— Task brief —
In the lines below, change "football boot" to "soccer cleat" and keep everything else the same.

— Task data —
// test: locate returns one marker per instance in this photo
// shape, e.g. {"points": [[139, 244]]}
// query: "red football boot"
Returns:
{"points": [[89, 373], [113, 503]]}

— Task solution —
// test: locate returns one marker per instance in this photo
// shape, e.g. {"points": [[139, 244]]}
// query: "red soccer cleat"
Returns:
{"points": [[89, 373], [113, 503]]}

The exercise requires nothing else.